Copy out exactly every line from the line containing "of the snow" until the records below end, inclusive of both boundary lines.

--- START DATA ROWS ---

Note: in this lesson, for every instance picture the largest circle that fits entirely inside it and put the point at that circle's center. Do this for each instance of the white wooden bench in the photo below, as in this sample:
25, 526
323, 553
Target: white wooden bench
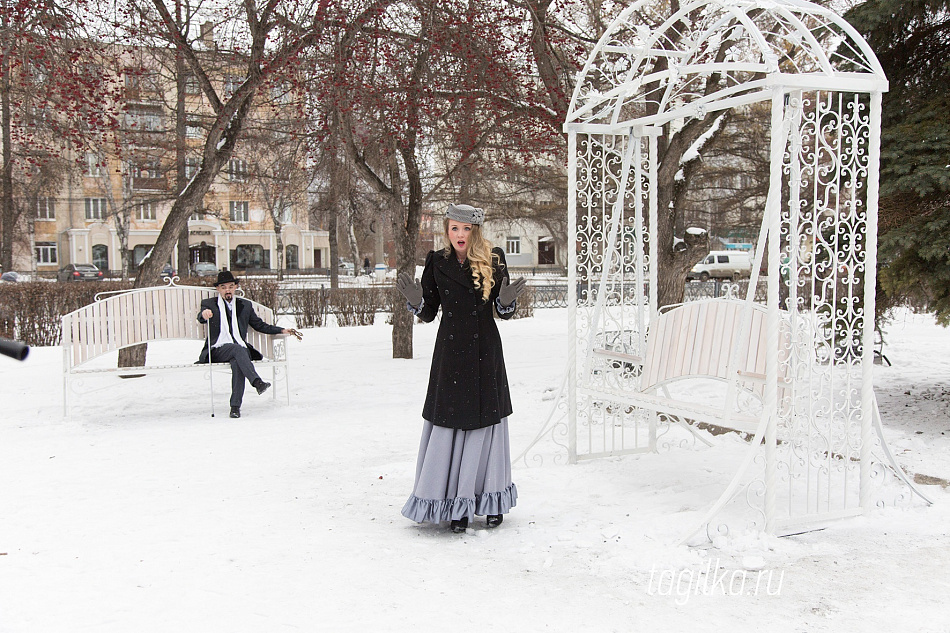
147, 315
720, 339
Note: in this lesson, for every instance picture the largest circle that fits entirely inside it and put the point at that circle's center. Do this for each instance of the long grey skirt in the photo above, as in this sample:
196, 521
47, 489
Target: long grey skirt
461, 474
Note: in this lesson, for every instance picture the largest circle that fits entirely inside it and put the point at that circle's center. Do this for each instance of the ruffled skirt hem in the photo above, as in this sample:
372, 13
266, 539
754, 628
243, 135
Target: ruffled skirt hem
439, 510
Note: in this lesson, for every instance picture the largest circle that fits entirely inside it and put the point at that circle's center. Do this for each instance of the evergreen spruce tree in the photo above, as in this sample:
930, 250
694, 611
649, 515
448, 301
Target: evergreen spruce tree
912, 40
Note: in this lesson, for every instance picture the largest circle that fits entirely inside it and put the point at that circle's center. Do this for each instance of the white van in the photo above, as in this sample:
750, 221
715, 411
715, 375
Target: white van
722, 265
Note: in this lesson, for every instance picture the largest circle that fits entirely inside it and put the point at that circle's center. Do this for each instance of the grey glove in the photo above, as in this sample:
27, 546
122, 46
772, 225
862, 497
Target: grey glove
507, 293
410, 288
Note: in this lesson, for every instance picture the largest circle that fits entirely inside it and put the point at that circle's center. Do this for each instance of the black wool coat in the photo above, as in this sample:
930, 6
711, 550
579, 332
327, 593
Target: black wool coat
246, 317
468, 385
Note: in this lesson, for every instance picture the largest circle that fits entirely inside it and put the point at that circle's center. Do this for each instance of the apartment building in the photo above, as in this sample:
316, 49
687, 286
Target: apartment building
122, 192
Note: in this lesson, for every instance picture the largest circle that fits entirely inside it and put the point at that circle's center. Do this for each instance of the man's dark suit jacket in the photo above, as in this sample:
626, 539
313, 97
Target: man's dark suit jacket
246, 317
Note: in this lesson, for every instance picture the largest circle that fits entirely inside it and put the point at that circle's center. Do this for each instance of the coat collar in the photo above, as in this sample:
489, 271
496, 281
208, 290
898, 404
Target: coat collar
449, 267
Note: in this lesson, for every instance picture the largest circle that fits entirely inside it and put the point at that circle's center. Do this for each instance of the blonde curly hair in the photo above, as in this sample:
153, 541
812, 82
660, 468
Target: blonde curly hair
480, 257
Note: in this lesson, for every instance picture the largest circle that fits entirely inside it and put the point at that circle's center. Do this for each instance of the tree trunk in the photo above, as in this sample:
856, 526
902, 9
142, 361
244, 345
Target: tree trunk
181, 122
6, 175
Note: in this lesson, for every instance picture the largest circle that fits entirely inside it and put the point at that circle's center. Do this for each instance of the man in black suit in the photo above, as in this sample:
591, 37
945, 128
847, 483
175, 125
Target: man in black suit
228, 337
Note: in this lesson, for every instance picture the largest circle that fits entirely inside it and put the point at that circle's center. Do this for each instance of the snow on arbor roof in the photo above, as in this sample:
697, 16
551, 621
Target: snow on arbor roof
652, 66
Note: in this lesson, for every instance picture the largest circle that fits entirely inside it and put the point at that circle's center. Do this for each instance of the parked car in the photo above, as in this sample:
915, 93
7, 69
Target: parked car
204, 269
79, 272
722, 265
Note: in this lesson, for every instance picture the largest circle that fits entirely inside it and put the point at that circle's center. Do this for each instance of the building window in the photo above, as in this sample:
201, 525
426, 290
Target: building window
45, 253
231, 84
45, 209
250, 256
93, 165
237, 170
285, 212
145, 211
95, 208
192, 87
100, 256
239, 211
280, 93
139, 253
546, 250
144, 119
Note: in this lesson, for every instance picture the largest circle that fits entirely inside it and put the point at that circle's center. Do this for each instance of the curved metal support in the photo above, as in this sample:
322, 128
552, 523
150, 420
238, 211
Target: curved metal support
878, 427
546, 427
733, 486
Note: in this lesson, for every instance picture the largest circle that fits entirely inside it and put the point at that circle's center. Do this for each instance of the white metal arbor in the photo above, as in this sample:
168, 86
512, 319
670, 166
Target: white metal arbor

--- END DATA ROWS ---

◆ RESPONSE
Note: in this lesson, for every instance picture the largest circle that fits entirely inside it and put the point at that circle's center. Do this for each instance of the snow on arbor roof in the photo above, as in this sample:
697, 16
551, 621
Target: snow on arbor roof
652, 66
Note: in this lesson, for every instance picture the largest circle that fits entirely inside it and put the point at that circle's center. Do this for each instance of the parked car in the photo above, as in this sample:
915, 93
7, 69
Target: parked car
204, 269
79, 272
722, 265
Note: in this lesson, for every instance picture the largest circle that fits entirely inside it and put the point at that circle's center. Do this for each instance of the building window in the photo above, as in this sample:
201, 525
426, 290
Target: building window
45, 253
231, 84
45, 209
250, 256
93, 165
237, 170
285, 212
145, 211
95, 208
192, 87
100, 256
239, 211
280, 93
139, 253
546, 250
144, 119
Note: in this lesson, for every instance picture the largest circle that fits entirely inside it and put the point at that circle's center. Do this for each instance of the curved metal support in the photo above, as in this sample:
322, 128
552, 523
150, 420
238, 211
Target: curved metal support
878, 427
546, 427
733, 486
Note: in this lesson, for every instance picture the largest circle that fits entirely inside it and put the point at that circle's center. Do this for each instance of the white metal arbor in the photo above, as in this sample:
168, 86
512, 319
670, 166
Target: white metal arbor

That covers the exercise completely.